- Your task
Format every line of the rows below as a numbered list, omitting any blank lines. Leave the pictures out of your answer.

(Recorded data)
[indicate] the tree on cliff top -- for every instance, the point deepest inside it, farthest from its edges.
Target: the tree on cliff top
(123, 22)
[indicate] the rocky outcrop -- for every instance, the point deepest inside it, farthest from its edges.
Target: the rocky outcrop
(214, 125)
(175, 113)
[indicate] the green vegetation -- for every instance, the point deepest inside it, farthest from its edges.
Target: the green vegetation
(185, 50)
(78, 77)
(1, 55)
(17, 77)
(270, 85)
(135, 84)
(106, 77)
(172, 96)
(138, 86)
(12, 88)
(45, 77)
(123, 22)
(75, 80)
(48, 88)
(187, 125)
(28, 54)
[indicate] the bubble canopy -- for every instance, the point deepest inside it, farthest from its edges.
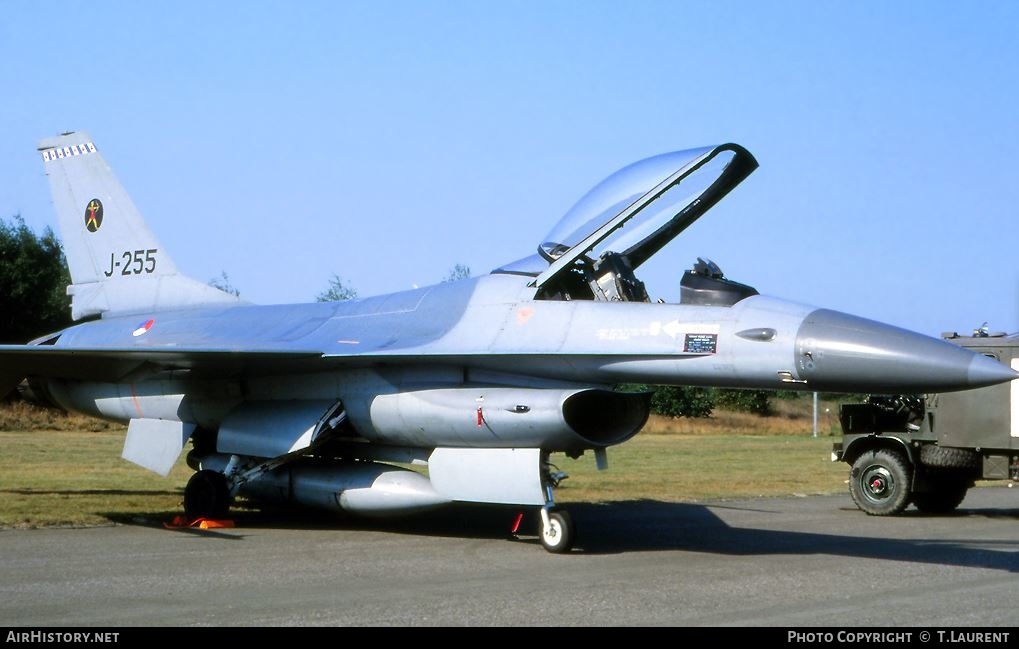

- Worked answer
1. [indicate] the tree on cliff top -- for every instance, the point deepest inside it, farthest from its edges.
2. Target: the tree on cliff top
3. (123, 22)
4. [indicate] the rocky outcrop -- for every instance, the point deepest inside it, farthest from its edges.
5. Target: the rocky outcrop
6. (214, 125)
7. (175, 113)
8. [indicate] the green vegetation -- for every instance, the point deepest inside it, farthest from its edges.
9. Target: the green vegetation
10. (185, 50)
11. (78, 77)
12. (1, 55)
13. (17, 77)
14. (270, 85)
15. (135, 84)
16. (106, 77)
17. (172, 96)
18. (138, 86)
19. (12, 88)
20. (45, 77)
21. (123, 22)
22. (75, 80)
23. (48, 88)
24. (187, 125)
25. (28, 54)
26. [indicate] the bubble canopy -- for every instance, the point deepest inside it, farthest from its edges.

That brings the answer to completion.